→ WHAT IS BEING ASKED:
Rewrite the listing between the lines holding "of white entry" and "421,274,497,419", inclusive, changing "pixel corners" to "corner coordinates" and leaving everything else as it is.
Start DATA EXCERPTS
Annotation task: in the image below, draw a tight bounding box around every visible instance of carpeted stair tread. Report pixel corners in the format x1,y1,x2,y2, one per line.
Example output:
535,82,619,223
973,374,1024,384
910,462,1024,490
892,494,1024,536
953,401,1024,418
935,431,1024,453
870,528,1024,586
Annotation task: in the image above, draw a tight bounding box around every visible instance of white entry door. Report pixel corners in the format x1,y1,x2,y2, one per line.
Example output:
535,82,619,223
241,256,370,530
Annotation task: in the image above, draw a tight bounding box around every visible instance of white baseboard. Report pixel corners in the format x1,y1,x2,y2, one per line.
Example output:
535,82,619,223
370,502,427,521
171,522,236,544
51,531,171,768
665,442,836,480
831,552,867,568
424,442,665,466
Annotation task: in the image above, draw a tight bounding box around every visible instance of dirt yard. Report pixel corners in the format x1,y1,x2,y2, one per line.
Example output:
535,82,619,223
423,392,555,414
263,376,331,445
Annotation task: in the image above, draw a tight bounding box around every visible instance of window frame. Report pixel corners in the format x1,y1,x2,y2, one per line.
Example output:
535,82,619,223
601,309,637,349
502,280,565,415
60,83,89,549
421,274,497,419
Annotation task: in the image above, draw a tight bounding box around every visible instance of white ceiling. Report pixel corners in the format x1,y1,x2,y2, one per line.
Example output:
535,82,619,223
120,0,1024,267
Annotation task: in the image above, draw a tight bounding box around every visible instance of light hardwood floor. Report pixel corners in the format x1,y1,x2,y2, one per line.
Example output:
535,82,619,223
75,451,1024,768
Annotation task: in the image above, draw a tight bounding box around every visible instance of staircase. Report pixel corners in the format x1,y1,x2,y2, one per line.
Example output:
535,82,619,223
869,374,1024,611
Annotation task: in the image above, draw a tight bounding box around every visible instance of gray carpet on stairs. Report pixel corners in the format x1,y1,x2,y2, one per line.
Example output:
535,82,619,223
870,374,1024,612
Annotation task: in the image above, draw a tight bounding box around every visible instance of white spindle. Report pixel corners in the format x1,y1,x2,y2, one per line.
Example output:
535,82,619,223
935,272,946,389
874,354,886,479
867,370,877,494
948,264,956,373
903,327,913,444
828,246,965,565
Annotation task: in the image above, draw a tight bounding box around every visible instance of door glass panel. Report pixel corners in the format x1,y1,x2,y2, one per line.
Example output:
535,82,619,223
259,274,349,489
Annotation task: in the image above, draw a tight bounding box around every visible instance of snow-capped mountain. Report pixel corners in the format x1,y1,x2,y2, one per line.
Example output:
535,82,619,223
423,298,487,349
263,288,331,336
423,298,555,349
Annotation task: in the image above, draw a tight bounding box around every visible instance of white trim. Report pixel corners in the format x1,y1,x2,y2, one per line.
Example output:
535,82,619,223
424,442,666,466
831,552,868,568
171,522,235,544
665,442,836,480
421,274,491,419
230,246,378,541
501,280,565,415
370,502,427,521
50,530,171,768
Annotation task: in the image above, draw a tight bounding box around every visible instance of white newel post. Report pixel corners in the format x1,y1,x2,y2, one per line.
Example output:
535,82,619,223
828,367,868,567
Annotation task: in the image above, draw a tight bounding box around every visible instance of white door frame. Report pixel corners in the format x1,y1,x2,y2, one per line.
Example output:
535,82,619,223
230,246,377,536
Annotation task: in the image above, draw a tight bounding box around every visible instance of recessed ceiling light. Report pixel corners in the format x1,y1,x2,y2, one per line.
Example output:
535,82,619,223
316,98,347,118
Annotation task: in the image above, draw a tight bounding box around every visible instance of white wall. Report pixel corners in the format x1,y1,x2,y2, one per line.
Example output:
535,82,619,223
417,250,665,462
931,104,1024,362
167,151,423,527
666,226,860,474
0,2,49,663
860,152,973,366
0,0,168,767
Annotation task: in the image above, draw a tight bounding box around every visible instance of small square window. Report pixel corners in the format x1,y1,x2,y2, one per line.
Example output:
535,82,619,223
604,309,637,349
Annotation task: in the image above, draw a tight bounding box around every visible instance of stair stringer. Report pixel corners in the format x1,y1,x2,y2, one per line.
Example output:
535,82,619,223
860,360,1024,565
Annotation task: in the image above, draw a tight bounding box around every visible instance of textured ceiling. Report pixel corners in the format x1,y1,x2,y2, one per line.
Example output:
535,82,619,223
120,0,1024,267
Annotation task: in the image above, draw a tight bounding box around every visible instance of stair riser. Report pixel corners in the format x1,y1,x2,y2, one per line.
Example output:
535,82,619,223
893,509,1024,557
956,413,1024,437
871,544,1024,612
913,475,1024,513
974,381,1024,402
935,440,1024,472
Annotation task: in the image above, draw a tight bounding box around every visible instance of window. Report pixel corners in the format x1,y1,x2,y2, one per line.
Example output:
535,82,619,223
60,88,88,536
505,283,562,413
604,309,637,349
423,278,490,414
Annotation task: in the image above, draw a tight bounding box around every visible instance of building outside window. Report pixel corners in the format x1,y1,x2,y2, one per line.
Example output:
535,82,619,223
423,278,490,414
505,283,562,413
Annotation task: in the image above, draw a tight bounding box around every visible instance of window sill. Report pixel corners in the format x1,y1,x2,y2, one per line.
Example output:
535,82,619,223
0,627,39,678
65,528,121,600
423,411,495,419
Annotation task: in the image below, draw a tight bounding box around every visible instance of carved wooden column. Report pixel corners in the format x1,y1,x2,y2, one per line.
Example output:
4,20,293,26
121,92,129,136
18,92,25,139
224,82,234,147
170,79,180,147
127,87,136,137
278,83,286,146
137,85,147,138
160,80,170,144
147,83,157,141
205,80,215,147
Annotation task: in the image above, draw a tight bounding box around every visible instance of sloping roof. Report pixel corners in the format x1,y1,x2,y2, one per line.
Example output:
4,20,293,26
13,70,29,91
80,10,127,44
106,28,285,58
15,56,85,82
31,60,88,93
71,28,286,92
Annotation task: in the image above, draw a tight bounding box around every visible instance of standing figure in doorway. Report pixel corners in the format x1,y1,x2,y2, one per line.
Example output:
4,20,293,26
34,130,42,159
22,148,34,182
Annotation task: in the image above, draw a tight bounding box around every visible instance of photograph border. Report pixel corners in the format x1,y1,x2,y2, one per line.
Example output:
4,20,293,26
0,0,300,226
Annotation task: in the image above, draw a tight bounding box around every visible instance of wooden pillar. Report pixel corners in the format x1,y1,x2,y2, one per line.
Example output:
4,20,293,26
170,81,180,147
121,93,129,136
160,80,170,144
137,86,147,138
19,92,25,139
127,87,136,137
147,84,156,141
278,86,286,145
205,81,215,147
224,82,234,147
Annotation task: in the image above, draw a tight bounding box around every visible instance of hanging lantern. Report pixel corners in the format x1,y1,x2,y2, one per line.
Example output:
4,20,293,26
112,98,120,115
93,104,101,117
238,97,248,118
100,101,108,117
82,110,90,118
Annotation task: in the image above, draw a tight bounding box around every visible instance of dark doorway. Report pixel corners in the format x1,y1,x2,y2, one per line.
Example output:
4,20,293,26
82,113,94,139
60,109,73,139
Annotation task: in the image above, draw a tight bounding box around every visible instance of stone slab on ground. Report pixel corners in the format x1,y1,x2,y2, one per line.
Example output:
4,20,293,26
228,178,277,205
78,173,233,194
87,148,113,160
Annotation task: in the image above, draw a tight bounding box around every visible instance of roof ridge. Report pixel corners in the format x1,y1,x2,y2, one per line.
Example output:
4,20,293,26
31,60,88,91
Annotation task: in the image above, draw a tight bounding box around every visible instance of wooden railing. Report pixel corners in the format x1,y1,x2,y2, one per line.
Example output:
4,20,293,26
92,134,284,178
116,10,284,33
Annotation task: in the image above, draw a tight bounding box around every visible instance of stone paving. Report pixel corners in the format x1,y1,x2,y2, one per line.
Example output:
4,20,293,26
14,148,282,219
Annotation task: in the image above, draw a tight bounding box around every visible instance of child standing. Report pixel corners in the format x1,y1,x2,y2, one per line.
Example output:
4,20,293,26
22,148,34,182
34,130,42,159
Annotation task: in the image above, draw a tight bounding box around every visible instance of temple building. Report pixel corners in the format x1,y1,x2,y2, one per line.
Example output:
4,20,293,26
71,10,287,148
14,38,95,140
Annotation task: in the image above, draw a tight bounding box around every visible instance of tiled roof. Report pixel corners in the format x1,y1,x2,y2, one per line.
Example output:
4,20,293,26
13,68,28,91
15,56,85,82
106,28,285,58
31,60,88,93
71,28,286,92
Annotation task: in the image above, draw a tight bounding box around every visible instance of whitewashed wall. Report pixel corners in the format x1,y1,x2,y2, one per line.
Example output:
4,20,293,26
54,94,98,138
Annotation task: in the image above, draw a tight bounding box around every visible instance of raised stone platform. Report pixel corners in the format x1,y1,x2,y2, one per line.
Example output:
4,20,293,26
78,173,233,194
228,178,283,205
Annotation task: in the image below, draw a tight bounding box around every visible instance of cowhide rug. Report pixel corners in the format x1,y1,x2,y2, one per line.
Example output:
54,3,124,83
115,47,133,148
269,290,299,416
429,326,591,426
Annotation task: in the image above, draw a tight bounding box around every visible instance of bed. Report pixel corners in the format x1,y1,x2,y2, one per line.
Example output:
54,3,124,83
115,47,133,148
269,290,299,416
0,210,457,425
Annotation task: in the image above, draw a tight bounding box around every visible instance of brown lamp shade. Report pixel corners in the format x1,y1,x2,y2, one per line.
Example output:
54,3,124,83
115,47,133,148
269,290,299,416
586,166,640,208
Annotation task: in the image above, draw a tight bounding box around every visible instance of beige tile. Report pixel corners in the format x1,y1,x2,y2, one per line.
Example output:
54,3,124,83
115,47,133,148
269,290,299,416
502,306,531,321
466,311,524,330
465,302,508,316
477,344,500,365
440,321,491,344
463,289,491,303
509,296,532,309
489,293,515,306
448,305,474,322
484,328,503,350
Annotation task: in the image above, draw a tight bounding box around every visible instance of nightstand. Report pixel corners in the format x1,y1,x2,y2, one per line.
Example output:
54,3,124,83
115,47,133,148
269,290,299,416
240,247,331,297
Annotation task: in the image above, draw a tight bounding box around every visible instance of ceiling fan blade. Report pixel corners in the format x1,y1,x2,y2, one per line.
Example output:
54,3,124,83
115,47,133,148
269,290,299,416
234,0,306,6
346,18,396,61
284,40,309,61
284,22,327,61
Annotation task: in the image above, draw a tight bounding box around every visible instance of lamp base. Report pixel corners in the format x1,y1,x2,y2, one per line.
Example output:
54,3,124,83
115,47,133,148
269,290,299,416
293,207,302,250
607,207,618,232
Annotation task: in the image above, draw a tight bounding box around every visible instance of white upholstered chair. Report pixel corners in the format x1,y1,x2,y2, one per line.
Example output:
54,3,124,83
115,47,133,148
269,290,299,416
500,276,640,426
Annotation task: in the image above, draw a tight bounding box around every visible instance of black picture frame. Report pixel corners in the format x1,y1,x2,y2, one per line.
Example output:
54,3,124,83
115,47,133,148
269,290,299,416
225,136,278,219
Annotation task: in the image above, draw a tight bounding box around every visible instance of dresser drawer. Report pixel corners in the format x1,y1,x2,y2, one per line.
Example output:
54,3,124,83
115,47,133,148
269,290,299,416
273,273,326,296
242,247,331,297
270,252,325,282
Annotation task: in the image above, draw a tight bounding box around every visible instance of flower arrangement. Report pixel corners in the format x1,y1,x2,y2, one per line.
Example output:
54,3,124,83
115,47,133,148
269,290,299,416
End DATA EXCERPTS
→ RESPONSE:
Annotation task: in the image above, draw a tight bounding box around every visible instance of white entry door. Report corner coordinates in the format x1,y1,x2,y2, one per line.
Example output:
535,82,619,223
241,256,370,530
Annotation task: in the image above, draw a tight bounding box around every visible instance of white baseboard. Report corner coordinates in the format x1,y1,x2,y2, one per line.
Example output:
535,82,619,223
370,502,427,521
171,522,236,544
51,531,171,768
665,442,836,480
831,552,867,568
424,442,665,466
Annotation task: in the image above, draw a tight bounding box around every visible instance of dirt yard. Report corner coordinates in the format x1,y1,x2,y2, one per line.
Example output:
535,82,619,223
423,392,555,414
263,376,331,445
Annotation task: in the image above, draw a tight bounding box around every visible instance of window frame. Report corner coordinates in the format x1,y1,x2,y2, one per line.
Example output:
535,82,619,223
601,309,637,349
502,280,565,415
60,83,89,549
421,274,497,419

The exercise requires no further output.